__DATASET RECORDS__.
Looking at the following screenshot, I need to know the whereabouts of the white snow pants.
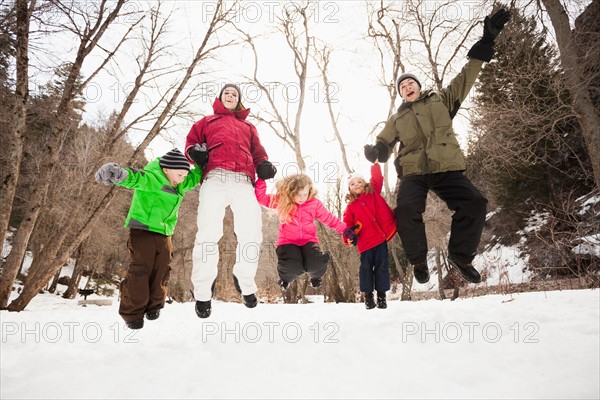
[192,169,262,301]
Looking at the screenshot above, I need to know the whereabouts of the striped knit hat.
[158,149,190,171]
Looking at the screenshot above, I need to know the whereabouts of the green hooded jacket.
[118,157,202,236]
[377,58,483,177]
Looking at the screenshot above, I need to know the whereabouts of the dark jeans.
[358,241,390,292]
[119,229,173,322]
[394,171,487,265]
[275,242,329,282]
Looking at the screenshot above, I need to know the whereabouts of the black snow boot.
[146,308,160,321]
[279,279,290,290]
[196,300,212,318]
[377,292,387,308]
[448,258,481,283]
[413,263,429,283]
[365,292,375,310]
[242,293,258,308]
[126,319,144,329]
[233,275,242,294]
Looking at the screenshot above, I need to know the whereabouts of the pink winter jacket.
[254,179,346,247]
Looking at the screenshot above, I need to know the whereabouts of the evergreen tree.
[470,10,593,222]
[469,5,594,276]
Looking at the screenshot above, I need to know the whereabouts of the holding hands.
[96,163,129,185]
[188,143,208,170]
[256,160,277,180]
[343,228,358,246]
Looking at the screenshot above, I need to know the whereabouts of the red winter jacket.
[254,179,346,247]
[344,164,396,253]
[185,98,268,182]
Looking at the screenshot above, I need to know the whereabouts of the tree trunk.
[0,0,125,311]
[400,265,413,301]
[48,269,61,293]
[435,246,446,300]
[0,0,35,309]
[542,0,600,188]
[7,0,233,311]
[63,245,83,299]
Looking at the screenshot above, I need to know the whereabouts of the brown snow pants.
[119,229,173,322]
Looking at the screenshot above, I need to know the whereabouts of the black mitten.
[188,143,208,170]
[467,39,494,62]
[344,228,358,246]
[481,8,510,45]
[256,160,277,180]
[375,141,390,163]
[365,144,379,163]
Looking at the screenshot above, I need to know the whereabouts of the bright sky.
[72,1,488,194]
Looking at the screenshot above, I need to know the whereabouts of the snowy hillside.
[0,290,600,399]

__SET PROBLEM__.
Put the part of the data that opens with the line containing "the bright sky." and closes with the last line of the data into a numbered list, including both of those lines and leaving out any blank lines.

__RESULT__.
1. Looking at the screenshot above, I need to know the whereabouts of the bright sky.
2. [72,1,488,194]
3. Looking at the screenshot above, I need to know the whereabouts of the snowy hillside.
4. [0,290,600,399]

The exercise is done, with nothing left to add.